● **YOUR TASK**
Please copy all of the entries exactly, but drop every picture.

(Records from a collection)
┌────────

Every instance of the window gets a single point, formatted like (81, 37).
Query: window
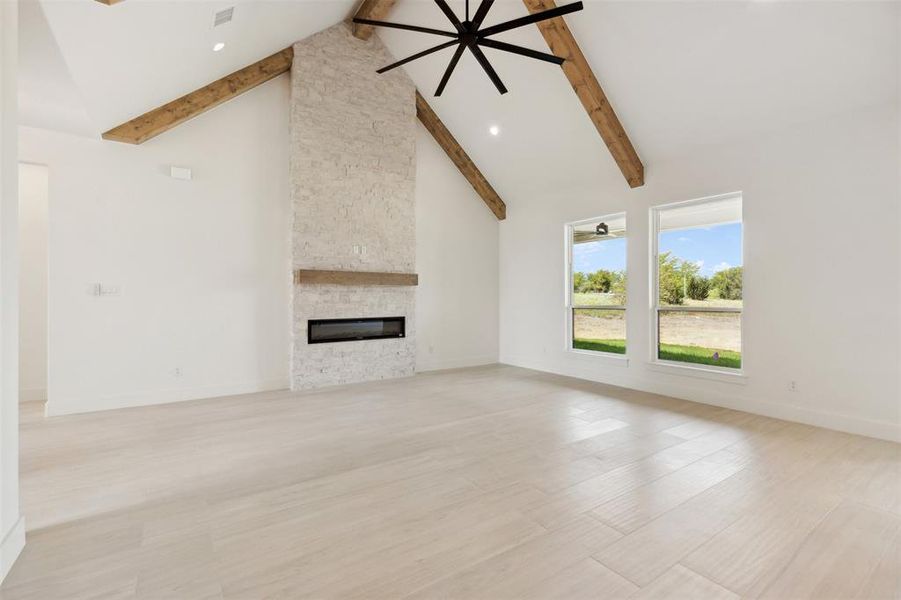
(596, 288)
(698, 282)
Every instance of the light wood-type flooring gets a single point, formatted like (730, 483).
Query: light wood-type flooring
(487, 483)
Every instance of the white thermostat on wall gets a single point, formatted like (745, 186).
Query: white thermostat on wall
(183, 173)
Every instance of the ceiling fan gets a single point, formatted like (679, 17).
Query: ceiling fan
(469, 34)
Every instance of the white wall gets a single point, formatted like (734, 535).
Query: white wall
(12, 525)
(33, 194)
(821, 204)
(202, 266)
(457, 262)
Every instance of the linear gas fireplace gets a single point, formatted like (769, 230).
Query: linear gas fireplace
(323, 331)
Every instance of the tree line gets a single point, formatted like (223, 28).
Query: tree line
(679, 279)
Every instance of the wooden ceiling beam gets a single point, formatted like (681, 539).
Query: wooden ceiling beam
(371, 9)
(161, 119)
(562, 43)
(459, 157)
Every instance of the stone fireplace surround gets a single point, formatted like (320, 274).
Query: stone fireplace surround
(353, 196)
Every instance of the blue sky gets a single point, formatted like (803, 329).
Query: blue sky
(715, 248)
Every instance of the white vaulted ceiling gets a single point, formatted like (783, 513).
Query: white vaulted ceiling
(679, 74)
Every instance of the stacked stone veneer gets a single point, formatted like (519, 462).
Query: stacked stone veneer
(353, 192)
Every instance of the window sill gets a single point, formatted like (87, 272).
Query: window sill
(672, 368)
(615, 360)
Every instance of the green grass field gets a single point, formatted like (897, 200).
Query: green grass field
(689, 354)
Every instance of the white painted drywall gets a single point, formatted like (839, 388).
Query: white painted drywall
(457, 262)
(12, 525)
(202, 266)
(33, 180)
(821, 204)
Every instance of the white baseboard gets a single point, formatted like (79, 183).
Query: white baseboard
(32, 395)
(691, 392)
(11, 547)
(456, 363)
(67, 406)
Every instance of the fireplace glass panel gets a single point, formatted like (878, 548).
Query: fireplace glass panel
(321, 331)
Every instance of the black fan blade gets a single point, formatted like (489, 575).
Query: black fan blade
(482, 12)
(442, 4)
(492, 74)
(535, 18)
(521, 51)
(405, 27)
(417, 55)
(450, 69)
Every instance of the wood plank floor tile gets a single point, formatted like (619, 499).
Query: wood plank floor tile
(484, 483)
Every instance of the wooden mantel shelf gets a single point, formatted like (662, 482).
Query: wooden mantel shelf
(317, 276)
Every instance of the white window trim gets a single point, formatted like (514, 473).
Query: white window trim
(689, 369)
(609, 357)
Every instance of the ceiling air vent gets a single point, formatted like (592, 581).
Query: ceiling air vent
(223, 16)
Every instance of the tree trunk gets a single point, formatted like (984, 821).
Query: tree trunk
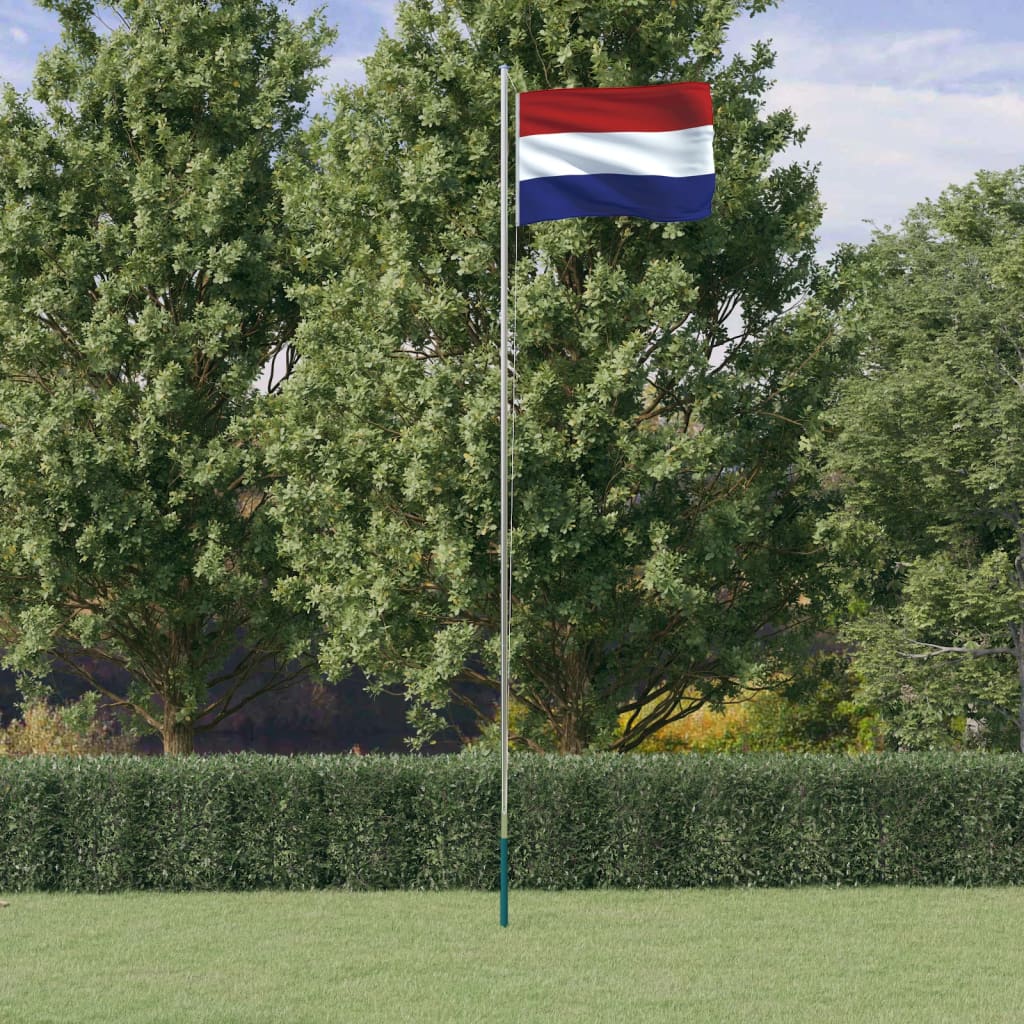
(179, 737)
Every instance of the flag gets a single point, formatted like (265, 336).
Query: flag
(640, 152)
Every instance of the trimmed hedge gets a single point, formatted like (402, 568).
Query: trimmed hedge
(251, 821)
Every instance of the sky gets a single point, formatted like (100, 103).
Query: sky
(903, 97)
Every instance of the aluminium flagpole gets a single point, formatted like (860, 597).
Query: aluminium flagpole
(505, 584)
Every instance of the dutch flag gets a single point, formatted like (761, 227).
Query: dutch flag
(641, 152)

└────────

● **ANSWER BOX**
Every instance of the window gets a single point, formatted like (81, 37).
Query: window
(596, 288)
(698, 282)
Every instance of the light wood-type flooring gets a single point, formatted like (730, 483).
Query: light wood-type flooring
(487, 483)
Every instance of the white thermostat on wall gets a single point, formatted like (745, 186).
Query: white thermostat on wall
(183, 173)
Every instance of the ceiling fan gets a single point, formatted like (679, 17).
Query: ceiling fan
(469, 34)
Every instance of the white wall gets a single point, formatted like (734, 535).
Query: white wall
(12, 525)
(33, 194)
(821, 204)
(202, 266)
(457, 262)
Every instance of the linear gas fireplace gets a single point, formatted like (769, 230).
Query: linear gas fireplace
(323, 331)
Every instance of the tree line gets a single point, formatted like (223, 28).
Query: tree line
(679, 279)
Every instance of the wooden ceiling beam gets a single point, formatted like (681, 539).
Query: wooden ceiling beam
(371, 9)
(161, 119)
(562, 43)
(459, 157)
Every instance of the stone fireplace surround gets a single point, formatted like (320, 274).
Query: stone fireplace surround
(353, 196)
Every instance of the blue sky gets a single point, formatted like (803, 329).
Query: blue sky
(715, 248)
Every instance of the white vaulted ceiling gets a single point, formatted like (783, 513).
Query: white vaulted ceiling
(679, 74)
Every instance of the stacked stone veneer gets a single point, formatted like (519, 462).
Query: stacked stone veneer
(353, 192)
Every instance of the window sill gets a single point, formatted like (87, 272).
Query: window sill
(672, 368)
(615, 360)
Every instance of the green grass field gets a single point, formatted like (897, 200).
Query: green grass field
(689, 354)
Every instance of the white painted drywall gets a single point, formatted like (839, 388).
Query: white painted drywall
(457, 262)
(12, 525)
(202, 266)
(33, 180)
(821, 204)
Every instance of the white baseboard gets a single point, formatted like (79, 183).
Query: white baseboard
(32, 395)
(691, 392)
(11, 547)
(456, 363)
(67, 406)
Every instance of the fireplace glass panel gets a single point, formatted like (878, 548).
Query: fireplace glass panel
(321, 331)
Every instance of the black fan blade gets a single point, formatted like (489, 575).
Query: black fan blade
(482, 12)
(442, 4)
(492, 74)
(535, 18)
(521, 51)
(405, 27)
(417, 55)
(450, 69)
Every instance of the wood plank floor tile gets a single point, formatted like (619, 499).
Query: wood plank floor tile
(484, 483)
Every instance of the wooden mantel shelf gets a single point, formatted like (662, 482).
Query: wooden mantel shelf
(317, 276)
Every instance of the white window trim gets a single point, formatted like (514, 473).
Query: white window trim
(689, 369)
(609, 357)
Every instance of the ceiling air vent gets a single point, formatted like (592, 581).
Query: ceiling air vent
(223, 16)
Every instance of the tree trunk gets a single point, formatted like (984, 821).
Query: tree trunk
(179, 737)
Every instance of the flag gets a single point, formatted like (265, 336).
Query: flag
(640, 152)
Every instance of the trimmed hedge gets a single point, formatted like (402, 568).
Query: trimmed hedge
(251, 821)
Every instance of the sky gets a single point, formatted like (100, 103).
Query: sky
(903, 97)
Every instance of the aluminium flagpole gets a single point, formatted like (860, 597).
Query: aluminium flagpole
(505, 584)
Every instance of the dutch flag gets a single point, formatted like (761, 227).
Query: dutch flag
(641, 152)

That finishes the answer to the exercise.